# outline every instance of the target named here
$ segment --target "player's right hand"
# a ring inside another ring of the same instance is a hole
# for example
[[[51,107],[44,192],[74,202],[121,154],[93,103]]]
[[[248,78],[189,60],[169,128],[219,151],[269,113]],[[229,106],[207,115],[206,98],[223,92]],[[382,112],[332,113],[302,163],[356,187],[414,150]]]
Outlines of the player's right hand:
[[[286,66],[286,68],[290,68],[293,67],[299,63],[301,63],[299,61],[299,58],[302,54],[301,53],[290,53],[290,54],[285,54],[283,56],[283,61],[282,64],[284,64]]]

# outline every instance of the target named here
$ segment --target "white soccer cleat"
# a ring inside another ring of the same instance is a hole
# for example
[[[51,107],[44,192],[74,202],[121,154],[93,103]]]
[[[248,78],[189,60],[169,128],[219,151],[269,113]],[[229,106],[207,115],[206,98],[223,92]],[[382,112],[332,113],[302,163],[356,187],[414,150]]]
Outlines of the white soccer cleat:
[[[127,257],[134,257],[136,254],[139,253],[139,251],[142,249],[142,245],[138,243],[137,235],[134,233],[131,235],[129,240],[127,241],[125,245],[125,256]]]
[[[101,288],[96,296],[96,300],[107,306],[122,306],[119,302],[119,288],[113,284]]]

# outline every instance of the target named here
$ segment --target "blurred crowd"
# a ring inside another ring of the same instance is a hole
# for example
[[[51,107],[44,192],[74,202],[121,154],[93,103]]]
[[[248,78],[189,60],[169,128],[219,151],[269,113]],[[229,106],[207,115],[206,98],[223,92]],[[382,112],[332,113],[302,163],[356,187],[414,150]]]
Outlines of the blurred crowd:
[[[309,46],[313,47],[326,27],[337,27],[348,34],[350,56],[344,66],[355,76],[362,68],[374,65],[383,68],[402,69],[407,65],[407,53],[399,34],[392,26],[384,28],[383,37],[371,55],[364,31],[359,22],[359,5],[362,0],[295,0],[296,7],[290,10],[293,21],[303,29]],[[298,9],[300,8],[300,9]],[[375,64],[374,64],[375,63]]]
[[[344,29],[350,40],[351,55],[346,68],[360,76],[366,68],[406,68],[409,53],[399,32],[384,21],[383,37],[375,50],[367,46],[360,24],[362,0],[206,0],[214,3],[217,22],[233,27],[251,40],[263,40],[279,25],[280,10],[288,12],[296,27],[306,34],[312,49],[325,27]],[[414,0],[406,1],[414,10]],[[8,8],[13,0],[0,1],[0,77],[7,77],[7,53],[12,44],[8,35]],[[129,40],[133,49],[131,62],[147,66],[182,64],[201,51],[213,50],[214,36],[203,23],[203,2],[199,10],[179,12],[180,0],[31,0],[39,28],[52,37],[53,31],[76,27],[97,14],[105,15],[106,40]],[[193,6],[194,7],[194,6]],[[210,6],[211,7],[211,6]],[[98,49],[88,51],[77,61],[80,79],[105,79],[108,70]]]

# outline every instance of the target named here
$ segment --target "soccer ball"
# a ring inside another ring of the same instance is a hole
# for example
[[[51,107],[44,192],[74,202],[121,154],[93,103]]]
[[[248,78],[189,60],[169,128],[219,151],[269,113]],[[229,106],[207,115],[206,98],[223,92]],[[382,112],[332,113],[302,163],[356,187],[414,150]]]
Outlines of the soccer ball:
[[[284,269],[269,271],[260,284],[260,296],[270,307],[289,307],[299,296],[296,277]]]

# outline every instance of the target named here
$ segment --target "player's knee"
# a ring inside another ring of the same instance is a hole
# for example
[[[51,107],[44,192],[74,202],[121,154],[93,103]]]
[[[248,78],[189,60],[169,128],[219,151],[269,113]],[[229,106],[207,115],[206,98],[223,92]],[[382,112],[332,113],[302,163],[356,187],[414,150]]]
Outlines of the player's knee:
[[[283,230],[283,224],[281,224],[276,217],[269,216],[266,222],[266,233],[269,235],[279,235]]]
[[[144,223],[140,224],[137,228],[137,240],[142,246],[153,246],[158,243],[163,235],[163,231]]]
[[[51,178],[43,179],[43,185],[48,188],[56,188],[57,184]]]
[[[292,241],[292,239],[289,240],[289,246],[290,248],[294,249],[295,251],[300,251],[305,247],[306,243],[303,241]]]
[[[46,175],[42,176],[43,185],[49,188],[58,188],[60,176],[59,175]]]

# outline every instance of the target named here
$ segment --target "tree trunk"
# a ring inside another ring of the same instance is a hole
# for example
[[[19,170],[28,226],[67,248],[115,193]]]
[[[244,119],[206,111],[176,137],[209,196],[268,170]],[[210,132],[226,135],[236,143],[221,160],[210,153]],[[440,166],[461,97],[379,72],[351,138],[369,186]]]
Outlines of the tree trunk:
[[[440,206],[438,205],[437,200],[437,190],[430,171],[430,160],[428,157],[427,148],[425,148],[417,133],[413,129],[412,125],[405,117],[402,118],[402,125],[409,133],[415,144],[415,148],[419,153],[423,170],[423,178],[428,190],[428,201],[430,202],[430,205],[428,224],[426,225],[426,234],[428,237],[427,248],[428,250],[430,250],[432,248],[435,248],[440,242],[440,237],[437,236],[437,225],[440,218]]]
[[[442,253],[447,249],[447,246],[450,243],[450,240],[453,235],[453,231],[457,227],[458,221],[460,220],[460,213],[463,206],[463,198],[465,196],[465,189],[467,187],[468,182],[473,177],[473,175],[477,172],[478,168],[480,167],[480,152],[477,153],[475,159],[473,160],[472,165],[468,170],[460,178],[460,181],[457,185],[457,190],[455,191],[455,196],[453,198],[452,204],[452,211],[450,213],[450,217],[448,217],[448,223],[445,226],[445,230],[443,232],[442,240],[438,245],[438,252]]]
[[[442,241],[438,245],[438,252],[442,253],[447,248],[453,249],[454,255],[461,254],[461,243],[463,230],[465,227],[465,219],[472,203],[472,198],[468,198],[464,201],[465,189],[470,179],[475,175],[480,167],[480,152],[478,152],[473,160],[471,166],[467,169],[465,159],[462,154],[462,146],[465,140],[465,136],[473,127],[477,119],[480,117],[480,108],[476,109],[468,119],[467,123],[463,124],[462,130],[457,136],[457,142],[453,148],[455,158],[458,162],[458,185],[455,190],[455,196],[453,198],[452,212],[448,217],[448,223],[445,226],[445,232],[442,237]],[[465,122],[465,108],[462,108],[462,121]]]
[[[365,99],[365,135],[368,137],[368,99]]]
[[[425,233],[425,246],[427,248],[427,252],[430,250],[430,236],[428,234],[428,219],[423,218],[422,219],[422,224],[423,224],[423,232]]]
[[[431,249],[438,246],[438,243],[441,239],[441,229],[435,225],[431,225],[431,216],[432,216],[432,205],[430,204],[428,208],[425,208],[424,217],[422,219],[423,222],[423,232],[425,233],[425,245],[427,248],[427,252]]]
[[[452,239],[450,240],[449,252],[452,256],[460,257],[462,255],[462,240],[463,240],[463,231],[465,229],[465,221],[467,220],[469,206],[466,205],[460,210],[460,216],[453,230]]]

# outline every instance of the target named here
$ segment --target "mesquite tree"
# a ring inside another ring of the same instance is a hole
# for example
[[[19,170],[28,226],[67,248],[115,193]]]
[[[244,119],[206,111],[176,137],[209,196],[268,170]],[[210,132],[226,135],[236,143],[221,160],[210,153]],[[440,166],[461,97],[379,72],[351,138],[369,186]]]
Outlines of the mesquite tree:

### [What you are asked to do]
Type out the entries exactly as they appear above.

### [Output]
# outline every instance of the target named here
$ segment --target "player's right hand"
# a ring inside another ring of the same instance is a hole
# for example
[[[51,107],[44,192],[74,202],[121,154],[93,103]]]
[[[248,78],[189,60],[169,128],[219,151],[269,113]],[[229,106],[207,115],[206,98],[223,92]],[[382,112],[332,113],[302,163],[356,187],[414,150]]]
Outlines of the player's right hand:
[[[286,66],[286,68],[290,68],[293,67],[299,63],[301,63],[299,61],[299,58],[302,54],[301,53],[290,53],[290,54],[285,54],[283,56],[283,61],[282,64],[284,64]]]

# outline every instance of the target named here
$ segment --target "white soccer cleat"
# a ring inside another ring of the same instance is a hole
# for example
[[[51,107],[44,192],[74,202],[121,154],[93,103]]]
[[[248,78],[189,60],[169,128],[219,151],[269,113]],[[229,106],[207,115],[206,98],[223,92]],[[382,112],[332,113],[302,163],[356,187],[414,150]]]
Outlines of the white soccer cleat:
[[[127,257],[134,257],[136,254],[139,253],[139,251],[142,249],[142,245],[138,243],[137,235],[134,233],[131,235],[129,240],[127,241],[125,245],[125,256]]]
[[[101,288],[96,296],[96,300],[107,306],[122,306],[119,302],[119,288],[113,284]]]

# outline every instance of the target named here
$ segment --target "blurred crowd"
# a ring inside another ring of the same instance is a hole
# for example
[[[51,107],[44,192],[74,202],[121,154],[93,103]]]
[[[248,78],[189,60],[169,128],[219,151],[269,113]],[[229,106],[207,115],[206,98],[223,92]],[[382,112],[332,113],[302,163],[356,187],[414,150]]]
Outlines of the blurred crowd:
[[[309,46],[313,47],[326,27],[337,27],[348,34],[350,56],[344,66],[355,76],[362,68],[374,65],[383,68],[402,69],[407,65],[407,53],[399,34],[392,26],[384,28],[383,37],[371,55],[364,31],[359,22],[359,5],[362,0],[295,0],[296,7],[290,10],[293,21],[303,29]],[[298,9],[300,8],[300,9]],[[375,64],[374,64],[375,63]]]
[[[344,29],[350,40],[351,55],[346,68],[360,76],[366,68],[406,68],[409,53],[399,32],[384,21],[383,37],[375,50],[367,46],[360,24],[362,0],[206,0],[214,3],[217,22],[233,27],[251,40],[263,40],[279,25],[280,10],[288,12],[296,27],[306,34],[312,49],[325,27]],[[414,0],[406,1],[414,10]],[[8,8],[13,0],[0,1],[0,77],[7,77],[7,53],[12,44],[8,35]],[[129,40],[133,49],[131,62],[147,66],[182,64],[201,51],[213,50],[214,36],[203,23],[203,2],[199,10],[179,12],[180,0],[31,0],[39,28],[52,37],[53,31],[76,27],[97,14],[105,15],[106,40]],[[193,6],[194,7],[194,6]],[[210,6],[211,7],[211,6]],[[98,49],[88,51],[77,61],[80,79],[105,79],[108,70]]]

# outline every instance of the target named here
$ segment --target "soccer ball"
# a ring inside another ring of the same instance is a hole
# for example
[[[51,107],[44,192],[74,202],[121,154],[93,103]]]
[[[248,78],[189,60],[169,128],[219,151],[269,113]],[[229,106],[207,115],[206,98],[223,92]],[[382,112],[332,113],[302,163],[356,187],[414,150]]]
Outlines of the soccer ball:
[[[284,269],[269,271],[260,284],[260,296],[270,307],[289,307],[299,296],[296,277]]]

# outline every instance of the target named here
$ segment --target "player's knee"
# a ring inside another ring of the same instance is a hole
# for example
[[[51,107],[44,192],[74,202],[121,154],[93,103]]]
[[[248,78],[189,60],[169,128],[219,151],[269,113]],[[229,106],[207,115],[206,98],[223,92]],[[382,112],[332,113],[302,163],[356,187],[414,150]]]
Outlines of the player's knee:
[[[283,230],[283,224],[281,224],[276,217],[269,216],[266,222],[266,233],[269,235],[279,235]]]
[[[144,223],[140,224],[137,228],[137,240],[142,246],[153,246],[158,243],[163,235],[163,231]]]
[[[51,178],[43,179],[43,185],[48,188],[56,188],[57,184]]]
[[[292,241],[292,239],[289,240],[289,246],[290,248],[294,249],[295,251],[300,251],[305,247],[306,243],[303,241]]]
[[[46,175],[42,176],[43,185],[49,188],[58,188],[60,176],[59,175]]]

# outline every instance of the target named here
$ segment --target "tree trunk"
# a ring inside another ring of the same instance is a hole
# for example
[[[19,170],[28,226],[67,248],[115,193]]]
[[[244,119],[206,111],[176,137],[209,196],[268,170]],[[210,132],[226,135],[236,143],[221,160],[210,153]],[[440,166],[461,97],[379,72],[351,138],[369,186]]]
Outlines of the tree trunk:
[[[440,206],[438,205],[437,200],[437,190],[430,171],[430,160],[428,157],[427,148],[425,148],[417,133],[413,129],[412,125],[405,117],[402,118],[402,125],[409,133],[415,144],[415,148],[419,153],[423,170],[423,178],[428,190],[428,201],[430,202],[430,205],[428,224],[426,225],[426,234],[428,237],[427,248],[428,250],[430,250],[432,248],[435,248],[440,242],[440,237],[437,236],[437,225],[440,218]]]
[[[442,253],[447,249],[447,246],[450,243],[450,240],[453,235],[453,231],[457,227],[458,221],[460,220],[460,213],[463,206],[463,198],[465,196],[465,189],[467,187],[468,182],[473,177],[473,175],[477,172],[478,168],[480,167],[480,152],[477,153],[475,159],[473,160],[472,165],[468,170],[460,178],[460,181],[457,185],[457,190],[455,191],[455,196],[453,198],[452,204],[452,211],[450,213],[450,217],[448,217],[448,223],[445,226],[445,230],[443,232],[442,240],[438,245],[438,252]]]
[[[442,241],[438,245],[438,252],[442,253],[447,248],[453,249],[454,255],[461,254],[461,243],[463,230],[465,227],[465,219],[472,203],[472,198],[468,198],[464,201],[465,189],[470,179],[475,175],[480,167],[480,152],[478,152],[473,160],[471,166],[467,169],[465,159],[462,154],[462,146],[465,140],[465,136],[473,127],[477,119],[480,117],[480,108],[476,109],[468,119],[467,123],[463,124],[462,130],[457,136],[457,142],[453,148],[455,158],[458,162],[458,185],[455,190],[455,196],[453,198],[452,212],[448,217],[448,223],[445,226],[445,232],[442,237]],[[465,122],[465,108],[462,108],[462,121]]]
[[[365,99],[365,135],[368,137],[368,99]]]
[[[425,233],[425,246],[427,248],[427,252],[430,250],[430,236],[428,234],[428,219],[423,218],[422,219],[422,224],[423,224],[423,232]]]
[[[431,249],[438,246],[438,243],[441,239],[441,229],[435,225],[431,225],[431,216],[432,216],[432,205],[430,204],[428,208],[425,208],[424,217],[422,219],[423,222],[423,232],[425,233],[425,245],[427,248],[427,252]]]
[[[452,239],[450,240],[449,252],[452,256],[460,257],[462,255],[462,240],[463,240],[463,231],[465,229],[465,221],[467,220],[469,206],[466,205],[460,210],[460,216],[453,230]]]

# outline every instance of the target named here
$ segment --target "mesquite tree"
# a ring inside another ring of the same instance is a hole
# for example
[[[19,170],[28,226],[67,248],[115,193]]]
[[[244,119],[206,111],[176,137],[209,196],[268,170]],[[210,132],[226,135],[236,143],[221,160],[210,153]],[[440,166],[461,97],[379,72],[351,138],[369,186]]]
Outlines of the mesquite tree:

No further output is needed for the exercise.